*** SELECTED PASSAGE Section Begins ***

Friday, March 14, 2014
The Audubon Society has reported a variety of recent bird sightings in western Massachusetts.

Migrating water birds found this week were wood duck, northern pintail, green-winged teal, ring-necked duck and bufflehead.

Early land bird arrivals included turkey vulture, fox sparrow, red-winged blackbird and common grackle.

Other unusual land birds reported were yellow-bellied sapsucker, winter wren, hermit thrush, yellow-rumped warbler, eastern towhee, chipping sparrow and field sparrow. Flocks of cedar waxwings and American robins are now widespread.

Northern shrikes have been seen in New Salem and Northfield. A long-tailed duck was released in Sheffield after rehabilitation, and two lesser scaup were seen in Sheffield. A greater scaup and a male red-breasted merganser were reported on the Connecticut River in Hadley. Six greater scaup, 90 common goldeneyes, and a red-breasted merganser were seen in Turners Falls.

A flock of 65 common goldeneyes and an Iceland gull were found in Holyoke.

Two greater scaup were in Agawam, and a single greater scaup was seen in Pittsfield.

Eight rusty blackbirds were reported in Amherst.

*** SELECTED PASSAGE Section Ends ***
*** DATA FOR REVIEW Section Begins ***

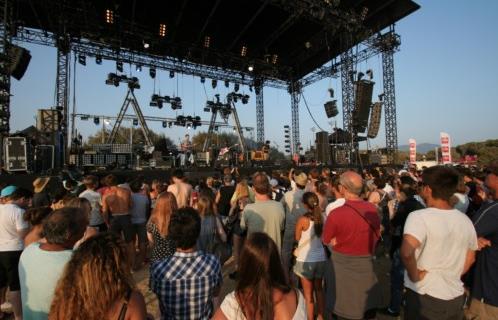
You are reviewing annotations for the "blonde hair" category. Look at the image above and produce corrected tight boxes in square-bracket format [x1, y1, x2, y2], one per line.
[48, 233, 135, 320]
[150, 192, 178, 237]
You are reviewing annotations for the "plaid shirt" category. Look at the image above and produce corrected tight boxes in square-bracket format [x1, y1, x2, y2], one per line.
[150, 251, 222, 320]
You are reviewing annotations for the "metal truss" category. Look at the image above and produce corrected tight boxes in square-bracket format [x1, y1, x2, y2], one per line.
[107, 88, 154, 146]
[14, 27, 287, 89]
[289, 81, 302, 155]
[0, 0, 12, 167]
[256, 81, 265, 143]
[382, 50, 398, 164]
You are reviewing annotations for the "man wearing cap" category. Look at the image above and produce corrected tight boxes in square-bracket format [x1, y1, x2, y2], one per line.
[0, 186, 32, 320]
[281, 172, 308, 273]
[33, 177, 50, 208]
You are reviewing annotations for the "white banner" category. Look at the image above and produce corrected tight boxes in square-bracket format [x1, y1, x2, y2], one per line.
[439, 132, 451, 164]
[408, 139, 417, 164]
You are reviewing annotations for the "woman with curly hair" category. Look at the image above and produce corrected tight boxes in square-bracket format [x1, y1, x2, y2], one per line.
[48, 233, 147, 320]
[147, 192, 178, 261]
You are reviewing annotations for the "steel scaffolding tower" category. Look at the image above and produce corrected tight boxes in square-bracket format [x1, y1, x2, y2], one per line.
[379, 27, 401, 164]
[0, 0, 12, 167]
[256, 83, 265, 143]
[341, 48, 358, 164]
[289, 81, 301, 155]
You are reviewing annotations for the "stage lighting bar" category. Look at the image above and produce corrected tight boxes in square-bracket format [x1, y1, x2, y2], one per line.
[105, 72, 140, 89]
[105, 9, 114, 24]
[159, 23, 166, 37]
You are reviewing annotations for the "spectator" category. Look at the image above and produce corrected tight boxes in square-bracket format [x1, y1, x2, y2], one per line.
[468, 162, 498, 319]
[322, 171, 380, 319]
[168, 169, 192, 208]
[401, 166, 477, 320]
[147, 192, 178, 262]
[215, 175, 235, 217]
[277, 172, 308, 275]
[197, 195, 227, 254]
[33, 177, 50, 208]
[24, 207, 52, 247]
[240, 172, 285, 252]
[49, 233, 146, 320]
[213, 232, 306, 320]
[102, 175, 135, 264]
[79, 176, 109, 232]
[19, 208, 88, 320]
[151, 208, 222, 320]
[130, 180, 150, 270]
[381, 176, 424, 317]
[0, 186, 32, 320]
[294, 192, 326, 320]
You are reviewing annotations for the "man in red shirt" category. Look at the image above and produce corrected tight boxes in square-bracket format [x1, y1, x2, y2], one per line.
[322, 171, 381, 319]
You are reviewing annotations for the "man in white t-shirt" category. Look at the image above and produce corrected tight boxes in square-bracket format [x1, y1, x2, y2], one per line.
[0, 186, 32, 320]
[401, 166, 477, 320]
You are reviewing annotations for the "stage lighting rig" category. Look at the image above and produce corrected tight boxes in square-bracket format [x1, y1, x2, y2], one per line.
[105, 72, 140, 89]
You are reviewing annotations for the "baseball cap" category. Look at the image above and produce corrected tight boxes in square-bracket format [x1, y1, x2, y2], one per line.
[0, 186, 17, 198]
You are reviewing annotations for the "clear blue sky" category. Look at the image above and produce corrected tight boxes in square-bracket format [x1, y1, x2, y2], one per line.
[11, 0, 498, 149]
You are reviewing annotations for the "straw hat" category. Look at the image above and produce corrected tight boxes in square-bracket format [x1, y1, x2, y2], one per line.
[33, 177, 50, 193]
[294, 172, 308, 187]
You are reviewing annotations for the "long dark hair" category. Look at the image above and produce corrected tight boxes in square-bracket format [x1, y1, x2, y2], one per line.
[235, 232, 292, 320]
[303, 192, 323, 237]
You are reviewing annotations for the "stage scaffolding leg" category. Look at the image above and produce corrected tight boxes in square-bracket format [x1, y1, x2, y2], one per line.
[341, 48, 358, 164]
[382, 49, 398, 164]
[256, 85, 265, 144]
[55, 46, 71, 168]
[289, 81, 301, 155]
[0, 0, 12, 168]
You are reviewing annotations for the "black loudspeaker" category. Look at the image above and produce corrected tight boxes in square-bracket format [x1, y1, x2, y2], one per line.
[367, 102, 382, 139]
[323, 100, 339, 118]
[8, 44, 31, 80]
[316, 131, 331, 164]
[353, 80, 375, 133]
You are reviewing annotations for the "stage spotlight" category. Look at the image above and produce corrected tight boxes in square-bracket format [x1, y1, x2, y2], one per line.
[367, 69, 373, 80]
[105, 9, 114, 24]
[240, 46, 247, 57]
[116, 61, 123, 72]
[159, 23, 166, 37]
[78, 54, 86, 66]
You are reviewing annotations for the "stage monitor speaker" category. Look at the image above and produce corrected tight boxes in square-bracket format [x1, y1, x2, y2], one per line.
[367, 102, 382, 139]
[316, 131, 331, 164]
[323, 100, 339, 118]
[353, 80, 375, 133]
[8, 44, 31, 80]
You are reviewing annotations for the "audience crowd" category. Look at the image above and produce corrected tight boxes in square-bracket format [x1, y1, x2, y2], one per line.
[0, 162, 498, 320]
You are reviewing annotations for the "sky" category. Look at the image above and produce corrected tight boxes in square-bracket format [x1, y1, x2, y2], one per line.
[6, 0, 498, 151]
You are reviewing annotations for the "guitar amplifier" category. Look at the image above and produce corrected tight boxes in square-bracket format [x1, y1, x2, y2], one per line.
[4, 137, 28, 172]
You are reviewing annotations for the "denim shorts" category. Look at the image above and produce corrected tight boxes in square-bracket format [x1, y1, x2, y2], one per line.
[293, 261, 325, 280]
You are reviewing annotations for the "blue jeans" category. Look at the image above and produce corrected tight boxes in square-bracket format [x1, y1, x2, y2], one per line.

*** DATA FOR REVIEW Section Ends ***

* [GOAL OF THE EXERCISE]: Return, word for word, the part of the bird sightings report that begins at the words "Other unusual land" and stops after the words "in Turners Falls.".

* [SOLUTION TO THIS PROBLEM]:
Other unusual land birds reported were yellow-bellied sapsucker, winter wren, hermit thrush, yellow-rumped warbler, eastern towhee, chipping sparrow and field sparrow. Flocks of cedar waxwings and American robins are now widespread.

Northern shrikes have been seen in New Salem and Northfield. A long-tailed duck was released in Sheffield after rehabilitation, and two lesser scaup were seen in Sheffield. A greater scaup and a male red-breasted merganser were reported on the Connecticut River in Hadley. Six greater scaup, 90 common goldeneyes, and a red-breasted merganser were seen in Turners Falls.